EXERCISE MATERIAL ::
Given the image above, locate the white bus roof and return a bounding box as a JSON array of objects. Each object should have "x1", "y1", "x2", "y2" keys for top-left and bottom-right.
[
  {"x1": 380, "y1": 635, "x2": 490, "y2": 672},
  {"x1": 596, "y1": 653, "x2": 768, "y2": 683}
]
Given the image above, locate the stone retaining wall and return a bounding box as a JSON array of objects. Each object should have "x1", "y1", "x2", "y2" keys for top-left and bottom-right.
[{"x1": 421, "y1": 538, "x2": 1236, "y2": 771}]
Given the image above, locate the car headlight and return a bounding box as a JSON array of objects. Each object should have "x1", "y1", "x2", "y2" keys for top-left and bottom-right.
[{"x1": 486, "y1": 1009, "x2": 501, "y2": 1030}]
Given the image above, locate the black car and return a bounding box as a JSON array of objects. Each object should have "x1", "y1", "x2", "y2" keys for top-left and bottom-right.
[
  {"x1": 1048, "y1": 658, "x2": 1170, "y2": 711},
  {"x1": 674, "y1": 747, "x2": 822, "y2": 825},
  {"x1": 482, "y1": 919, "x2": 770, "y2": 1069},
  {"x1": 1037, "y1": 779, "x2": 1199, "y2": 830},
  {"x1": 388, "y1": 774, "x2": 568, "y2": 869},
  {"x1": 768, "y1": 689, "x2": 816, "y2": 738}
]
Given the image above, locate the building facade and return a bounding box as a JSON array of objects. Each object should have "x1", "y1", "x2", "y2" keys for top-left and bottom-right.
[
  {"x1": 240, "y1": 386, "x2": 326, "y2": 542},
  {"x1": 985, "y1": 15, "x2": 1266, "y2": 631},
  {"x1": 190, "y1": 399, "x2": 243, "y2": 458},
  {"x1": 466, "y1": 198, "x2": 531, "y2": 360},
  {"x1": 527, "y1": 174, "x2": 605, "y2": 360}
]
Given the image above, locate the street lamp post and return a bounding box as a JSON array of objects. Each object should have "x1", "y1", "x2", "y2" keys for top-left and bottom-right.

TASK REQUIREMENTS :: Set down each line of the material above again, exactly.

ANSWER SPACE ::
Given the image above, locate the white bus roof and return a bounding box as a JSON array of objects. Each object should have "x1", "y1", "x2", "y2" keys for top-left and bottom-right.
[
  {"x1": 380, "y1": 635, "x2": 490, "y2": 672},
  {"x1": 596, "y1": 653, "x2": 768, "y2": 683}
]
Given the image above, locate the stone retaining wall and return a bounding box as a JSON array of objects. Each object should have "x1", "y1", "x2", "y2" keys for top-left and bottom-right.
[{"x1": 421, "y1": 538, "x2": 1236, "y2": 771}]
Given the image above, locate the car headlight and return a bounding box as a JSON array of objects. Each object should have "x1", "y1", "x2", "y2" keys for top-left and bottom-right.
[{"x1": 486, "y1": 1009, "x2": 501, "y2": 1030}]
Given the image above, locate the black car and return a bounding box as a JSON array of objects. Each object should have "x1", "y1", "x2", "y2" keys for top-left and bottom-right.
[
  {"x1": 1048, "y1": 658, "x2": 1170, "y2": 711},
  {"x1": 674, "y1": 747, "x2": 822, "y2": 825},
  {"x1": 482, "y1": 919, "x2": 770, "y2": 1069},
  {"x1": 1037, "y1": 779, "x2": 1199, "y2": 830},
  {"x1": 388, "y1": 774, "x2": 568, "y2": 869},
  {"x1": 768, "y1": 689, "x2": 816, "y2": 738}
]
Given the image above, locate the building facade and return a bounding box as a JSON array of objects. Each object should have "x1", "y1", "x2", "y2" keys for top-left and bottom-right.
[
  {"x1": 240, "y1": 386, "x2": 326, "y2": 542},
  {"x1": 985, "y1": 15, "x2": 1266, "y2": 631},
  {"x1": 190, "y1": 399, "x2": 243, "y2": 458},
  {"x1": 466, "y1": 198, "x2": 531, "y2": 360},
  {"x1": 527, "y1": 174, "x2": 605, "y2": 360}
]
Given the image above, locate the street lamp post and return a bounding box as a JSON array of objects. Each object should have "x1", "y1", "x2", "y2" keys for top-left and bottom-right.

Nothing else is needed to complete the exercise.